-- BEGIN --

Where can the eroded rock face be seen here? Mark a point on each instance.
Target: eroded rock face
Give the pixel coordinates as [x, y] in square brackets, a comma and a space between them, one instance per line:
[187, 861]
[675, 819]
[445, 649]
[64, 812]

-- END --

| Exercise |
Scale the lines above by writing them all out again, requests included, with each x and y coordinate in the answer points multiplied by 2.55 and rounded to the nearest whole number, halves rounding up.

| Worked solution |
Where can the eroded rock face be seen here? Mark a point on each instance.
Target: eroded rock face
Give the pixel coordinates as [x, y] in square brackets, a comma and a space between them, one instance per line:
[477, 2196]
[1721, 2088]
[1135, 1655]
[163, 2071]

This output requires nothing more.